**** Text excerpt
The State Department, responding to Riyadh’s Jan. 3 announcement that
it was severing diplomatic relations with Iran and giving Iranian
diplomats 48 hours to leave the country, urged maintaining diplomatic
engagement and avoiding actions that could further inflame regional
sectarian tensions.
“What we want to see is tensions caused by these executions reduced,
diplomatic relations restored, so that the leadership in the region can
focus on other pressing issues,” State Department spokesman John Kirby
told journalists at the State Department on Jan. 4. “We have
consistently urged everyone to deescalate tensions”
Secretary of State John Kerry worked the phones as he returned to
Washington from a brief New Year’s vacation in Idaho, during which much
of the painstaking diplomatic work he and allies had done the past five
months to try to get both Iran and the Kingdom of Saudi Arabia to the
Syria peace table looked at risk of being destroyed. Kerry spoke with
Iran’s Foreign Minister Mohammad Javad Zarif on Jan. 3 and with Saudi
Foreign Minister Adel al-Jubeir on Jan. 4, diplomatic sources said. He
also spoke with UN Syria envoy Staffan de Mistura, who recently
announced
renewed talks between the Syrian regime and opposition would be held in Geneva on Jan. 25.
********
**** Provided data
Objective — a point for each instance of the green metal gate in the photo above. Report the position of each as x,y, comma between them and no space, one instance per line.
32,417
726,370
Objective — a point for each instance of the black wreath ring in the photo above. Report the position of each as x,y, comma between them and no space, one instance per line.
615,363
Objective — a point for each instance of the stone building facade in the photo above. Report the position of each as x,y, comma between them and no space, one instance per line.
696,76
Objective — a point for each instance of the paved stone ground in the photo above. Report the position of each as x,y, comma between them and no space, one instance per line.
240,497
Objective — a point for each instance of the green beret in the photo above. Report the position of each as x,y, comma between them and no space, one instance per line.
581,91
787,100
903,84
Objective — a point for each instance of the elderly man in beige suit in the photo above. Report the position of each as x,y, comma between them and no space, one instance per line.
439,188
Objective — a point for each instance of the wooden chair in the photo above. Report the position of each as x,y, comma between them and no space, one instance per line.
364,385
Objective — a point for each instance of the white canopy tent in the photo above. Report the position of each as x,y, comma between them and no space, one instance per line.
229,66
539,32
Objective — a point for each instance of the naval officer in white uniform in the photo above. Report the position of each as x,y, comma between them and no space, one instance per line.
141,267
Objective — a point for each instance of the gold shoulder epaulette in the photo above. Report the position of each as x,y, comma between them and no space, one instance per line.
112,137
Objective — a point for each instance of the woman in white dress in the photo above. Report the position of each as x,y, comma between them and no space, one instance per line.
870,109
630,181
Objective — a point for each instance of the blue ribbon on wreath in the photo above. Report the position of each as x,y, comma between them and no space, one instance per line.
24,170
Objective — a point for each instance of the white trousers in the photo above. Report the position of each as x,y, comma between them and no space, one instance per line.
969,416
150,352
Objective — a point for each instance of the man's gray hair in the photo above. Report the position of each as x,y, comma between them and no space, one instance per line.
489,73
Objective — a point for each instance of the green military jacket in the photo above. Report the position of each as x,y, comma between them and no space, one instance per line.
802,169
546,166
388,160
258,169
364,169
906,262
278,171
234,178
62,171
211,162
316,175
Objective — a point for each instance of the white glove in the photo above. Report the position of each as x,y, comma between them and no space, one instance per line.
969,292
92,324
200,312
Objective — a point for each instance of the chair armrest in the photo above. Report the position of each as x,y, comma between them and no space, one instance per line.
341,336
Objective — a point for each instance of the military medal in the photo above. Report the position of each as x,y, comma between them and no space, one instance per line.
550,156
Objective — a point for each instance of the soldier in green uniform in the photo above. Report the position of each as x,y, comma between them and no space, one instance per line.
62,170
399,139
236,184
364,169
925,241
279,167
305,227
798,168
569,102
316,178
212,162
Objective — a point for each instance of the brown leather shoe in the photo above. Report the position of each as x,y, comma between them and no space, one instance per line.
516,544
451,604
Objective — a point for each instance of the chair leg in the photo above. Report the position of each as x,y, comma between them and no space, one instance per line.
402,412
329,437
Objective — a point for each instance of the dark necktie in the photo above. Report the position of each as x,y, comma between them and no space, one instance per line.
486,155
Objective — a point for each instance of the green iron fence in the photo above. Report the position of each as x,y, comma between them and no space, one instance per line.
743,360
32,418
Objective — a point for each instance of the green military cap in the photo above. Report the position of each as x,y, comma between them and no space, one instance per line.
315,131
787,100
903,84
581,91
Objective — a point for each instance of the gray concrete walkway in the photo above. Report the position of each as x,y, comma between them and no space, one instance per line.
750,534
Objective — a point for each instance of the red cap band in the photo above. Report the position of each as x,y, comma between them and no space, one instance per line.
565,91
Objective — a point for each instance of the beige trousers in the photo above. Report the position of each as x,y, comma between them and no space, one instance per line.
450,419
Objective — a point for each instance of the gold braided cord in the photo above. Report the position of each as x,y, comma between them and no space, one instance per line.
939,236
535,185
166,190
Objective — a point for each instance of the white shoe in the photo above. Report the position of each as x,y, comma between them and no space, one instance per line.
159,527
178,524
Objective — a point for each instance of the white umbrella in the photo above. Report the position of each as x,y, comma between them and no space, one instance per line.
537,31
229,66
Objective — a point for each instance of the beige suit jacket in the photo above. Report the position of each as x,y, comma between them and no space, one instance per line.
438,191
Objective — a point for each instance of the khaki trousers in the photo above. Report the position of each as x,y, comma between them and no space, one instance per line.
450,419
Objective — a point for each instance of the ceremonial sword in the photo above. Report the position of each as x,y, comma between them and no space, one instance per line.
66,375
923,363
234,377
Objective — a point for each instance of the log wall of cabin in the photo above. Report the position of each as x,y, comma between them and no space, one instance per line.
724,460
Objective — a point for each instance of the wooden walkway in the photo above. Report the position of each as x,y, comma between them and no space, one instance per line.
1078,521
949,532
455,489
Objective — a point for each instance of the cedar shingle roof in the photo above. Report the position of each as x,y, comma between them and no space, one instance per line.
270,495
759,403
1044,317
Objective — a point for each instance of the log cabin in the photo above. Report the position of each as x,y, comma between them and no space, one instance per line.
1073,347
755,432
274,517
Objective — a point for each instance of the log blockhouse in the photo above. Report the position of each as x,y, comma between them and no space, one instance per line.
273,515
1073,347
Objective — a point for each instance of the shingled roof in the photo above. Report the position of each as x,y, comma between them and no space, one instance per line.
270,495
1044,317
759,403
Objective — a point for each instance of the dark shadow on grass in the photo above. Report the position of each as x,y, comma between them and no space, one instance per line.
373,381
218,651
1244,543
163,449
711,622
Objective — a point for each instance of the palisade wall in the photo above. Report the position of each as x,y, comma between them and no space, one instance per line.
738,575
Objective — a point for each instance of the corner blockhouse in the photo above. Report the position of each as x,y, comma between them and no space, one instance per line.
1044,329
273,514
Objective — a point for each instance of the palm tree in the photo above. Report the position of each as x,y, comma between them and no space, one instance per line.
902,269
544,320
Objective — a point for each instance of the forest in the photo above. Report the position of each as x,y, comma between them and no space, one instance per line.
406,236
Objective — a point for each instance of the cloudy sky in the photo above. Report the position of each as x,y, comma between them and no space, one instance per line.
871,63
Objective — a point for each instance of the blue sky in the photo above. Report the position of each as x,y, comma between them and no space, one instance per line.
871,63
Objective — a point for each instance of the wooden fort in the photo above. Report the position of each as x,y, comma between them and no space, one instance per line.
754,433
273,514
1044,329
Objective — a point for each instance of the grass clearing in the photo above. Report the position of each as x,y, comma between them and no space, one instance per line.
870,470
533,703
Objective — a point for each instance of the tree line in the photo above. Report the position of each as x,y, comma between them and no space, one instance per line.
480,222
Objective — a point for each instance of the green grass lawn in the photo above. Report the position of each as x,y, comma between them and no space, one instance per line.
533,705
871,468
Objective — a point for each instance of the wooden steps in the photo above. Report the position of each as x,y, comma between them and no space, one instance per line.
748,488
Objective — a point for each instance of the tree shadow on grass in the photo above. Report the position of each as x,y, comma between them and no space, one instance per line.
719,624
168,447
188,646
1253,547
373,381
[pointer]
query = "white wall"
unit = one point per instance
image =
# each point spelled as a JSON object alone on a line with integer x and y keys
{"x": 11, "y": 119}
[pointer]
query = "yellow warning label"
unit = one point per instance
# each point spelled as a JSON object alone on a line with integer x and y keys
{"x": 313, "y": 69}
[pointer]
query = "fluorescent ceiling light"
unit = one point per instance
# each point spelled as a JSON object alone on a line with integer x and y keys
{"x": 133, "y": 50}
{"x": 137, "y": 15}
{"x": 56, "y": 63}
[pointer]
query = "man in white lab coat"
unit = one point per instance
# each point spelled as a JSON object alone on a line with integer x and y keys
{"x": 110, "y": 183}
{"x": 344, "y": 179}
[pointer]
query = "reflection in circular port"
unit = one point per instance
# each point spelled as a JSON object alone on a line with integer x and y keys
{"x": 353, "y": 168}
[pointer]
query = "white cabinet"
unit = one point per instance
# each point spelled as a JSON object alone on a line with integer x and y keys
********
Task list:
[A] Decide whether each statement agrees with the excerpt on the Saudi–Iran diplomatic break, answering yes or no and quoting the words of the excerpt that settle it. (i) Iranian diplomats were given 48 hours to leave Saudi Arabia. (ii) Kerry spoke with Iran’s foreign minister on Jan. 4. (iii) The renewed Syria talks were to be held in Vienna.
[B] Proceed with the excerpt on the Saudi–Iran diplomatic break, writing on from its final sentence.
The data are not needed for what comes next.

Answers to each task:
[A]
(i) Yes: "giving Iranian diplomats 48 hours to leave the country"
(ii) No: "Kerry spoke with Iran’s Foreign Minister Mohammad Javad Zarif on Jan. 3"
(iii) No: "renewed talks between the Syrian regime and opposition would be held in Geneva on Jan. 25"

[B]
De Mistura, who was traveling to Riyadh on Jan. 4 to meet with Syrian
opposition representatives before heading to Iran later this week,
expressed alarm that the newly emerged diplomatic crisis could set back
his efforts.
The “sudden and acute crisis” in Saudi-Iranian relations “is a
very worrisome development,”
he told The New York Times in an email Jan. 4. “We must at all costs
avoid that it produces a chain of violent consequences in the region.”
While condemning the attacks on diplomatic facilities, former senior
US officials who worked on the Middle East expressed puzzlement and
dismay at the Saudi decision to carry out the execution of Saudi Shiite
cleric
Nimr al-Nimr, which was certain to stoke sectarian reactions across the region at such a sensitive moment.
It is “very unclear why the Saudis decided to do this now,” former
Obama administration Middle East official Ilan Goldenberg told
Al-Monitor by email Jan. 4. “A complete puzzle.”...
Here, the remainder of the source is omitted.